***** Estratto della fonte

Con ciò il filosofo tedesco esprimeva una percezione molto diffusa: la Chiesa
con i suoi comandamenti e divieti non ci rende forse amara la cosa più bella
della vita? Non innalza forse cartelli di divieto proprio là dove la gioia,
predisposta per noi dal Creatore, ci offre una felicità che ci fa pregustare
qualcosa del Divino?
4. Ma è veramente
così? Il cristianesimo ha davvero distrutto l'eros? Guardiamo al mondo
pre-cristiano. I greci — senz'altro in analogia con altre culture — hanno visto
nell'eros innanzitutto l'ebbrezza, la sopraffazione della ragione da
parte di una « pazzia divina » che strappa l'uomo alla limitatezza della sua
esistenza e, in questo essere sconvolto da una potenza divina, gli fa
sperimentare la più alta beatitudine. Tutte le altre potenze tra il cielo e la
terra appaiono, così, d'importanza secondaria: « Omnia vincit amor »,
afferma Virgilio nelle Bucoliche — l'amore vince tutto — e aggiunge: « et
nos cedamus amori » — cediamo anche noi all'amore [2].

**********
***** Dati archiviati

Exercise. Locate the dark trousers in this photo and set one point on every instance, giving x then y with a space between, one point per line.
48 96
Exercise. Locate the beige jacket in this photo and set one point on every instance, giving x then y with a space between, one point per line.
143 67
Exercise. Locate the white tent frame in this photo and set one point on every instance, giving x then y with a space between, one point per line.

**********
***** Dati archiviati

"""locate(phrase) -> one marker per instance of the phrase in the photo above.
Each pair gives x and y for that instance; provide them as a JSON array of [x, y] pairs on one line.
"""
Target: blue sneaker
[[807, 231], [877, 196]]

**********

__Compiti da svolgere__
1 - Stabilisci se ciascuna delle affermazioni seguenti concorda con l'estratto sull'eros. Rispondi sì o no e cita le parole dell'estratto che lo decidono: (a) i greci vedevano nell'eros innanzitutto l'ebbrezza; (b) il verso « Omnia vincit amor » è attribuito a Orazio; (c) il filosofo menzionato all'inizio è francese.
2 - Parti dalla riga delle voci che contiene "Exercise. Locate the dark" e arriva fino alla riga che contiene "Exercise. Locate the white", entrambe incluse. Disponi queste righe in un elenco numerato, omettendo le righe vuote.

__Soluzioni per compito__
1 -
(a) Sì: « hanno visto nell'eros innanzitutto l'ebbrezza ».
(b) No: « afferma Virgilio nelle Bucoliche ».
(c) No: « il filosofo tedesco ».

2 -
1. Exercise. Locate the dark trousers in this photo and set one point on every instance, giving x then y with a space between, one point per line.
2. 48 96
3. Exercise. Locate the beige jacket in this photo and set one point on every instance, giving x then y with a space between, one point per line.
4. 143 67
5. Exercise. Locate the white tent frame in this photo and set one point on every instance, giving x then y with a space between, one point per line.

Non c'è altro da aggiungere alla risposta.